● **Extracted information**
━━━━━━━━

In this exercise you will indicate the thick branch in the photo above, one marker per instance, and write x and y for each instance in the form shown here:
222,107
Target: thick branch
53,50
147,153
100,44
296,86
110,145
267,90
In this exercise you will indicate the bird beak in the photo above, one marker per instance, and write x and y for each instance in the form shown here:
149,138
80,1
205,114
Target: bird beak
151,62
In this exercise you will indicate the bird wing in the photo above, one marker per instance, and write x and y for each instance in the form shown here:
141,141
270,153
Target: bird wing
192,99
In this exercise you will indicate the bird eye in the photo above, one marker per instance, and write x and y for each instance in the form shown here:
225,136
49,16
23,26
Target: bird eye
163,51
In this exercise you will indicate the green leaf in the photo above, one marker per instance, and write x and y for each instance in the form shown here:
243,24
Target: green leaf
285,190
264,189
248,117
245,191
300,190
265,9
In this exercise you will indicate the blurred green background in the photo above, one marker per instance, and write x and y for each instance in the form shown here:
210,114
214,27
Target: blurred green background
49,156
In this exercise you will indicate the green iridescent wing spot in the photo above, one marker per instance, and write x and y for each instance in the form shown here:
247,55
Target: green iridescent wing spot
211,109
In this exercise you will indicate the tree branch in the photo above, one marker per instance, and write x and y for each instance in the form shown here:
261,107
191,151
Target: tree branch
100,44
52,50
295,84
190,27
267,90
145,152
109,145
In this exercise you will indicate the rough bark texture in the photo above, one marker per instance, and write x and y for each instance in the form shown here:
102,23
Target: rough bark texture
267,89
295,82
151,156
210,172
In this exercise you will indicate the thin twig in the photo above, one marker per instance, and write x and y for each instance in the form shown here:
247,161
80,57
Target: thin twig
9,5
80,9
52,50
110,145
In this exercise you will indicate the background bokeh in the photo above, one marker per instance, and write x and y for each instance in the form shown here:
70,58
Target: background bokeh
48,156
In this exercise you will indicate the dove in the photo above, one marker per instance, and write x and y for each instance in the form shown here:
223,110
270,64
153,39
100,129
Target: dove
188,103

━━━━━━━━

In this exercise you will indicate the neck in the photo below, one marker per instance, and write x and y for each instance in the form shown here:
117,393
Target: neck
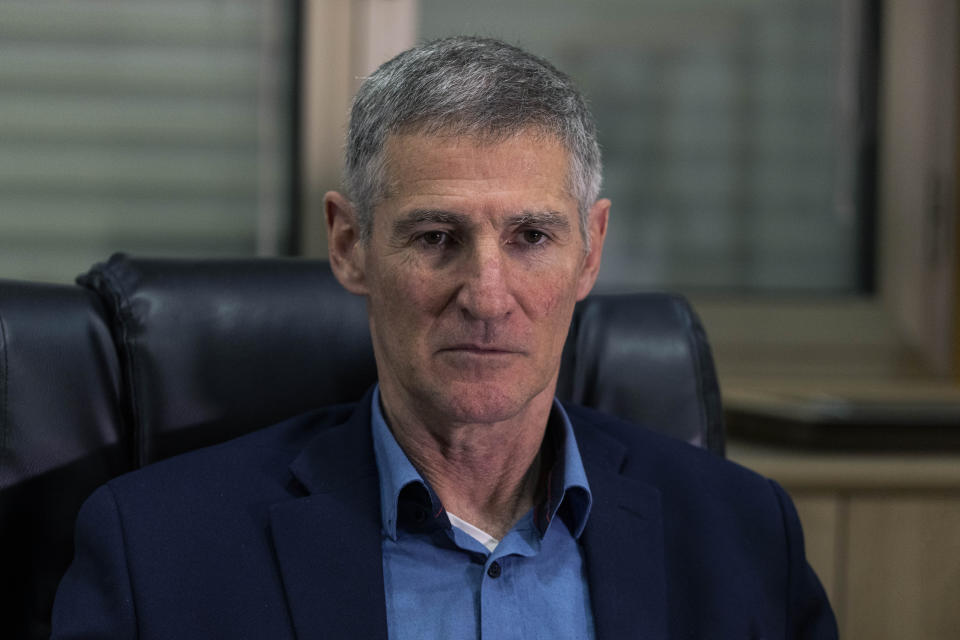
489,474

━━━━━━━━

● **Set exercise**
Extract each line of the material above that contains the word "leaf", and list those lines in their original order.

● **Output for this task**
In this exercise you will indicate the green leaf in the photo above, one marker per instance, and write x and y for each instance in the form shown here:
Target: green leaf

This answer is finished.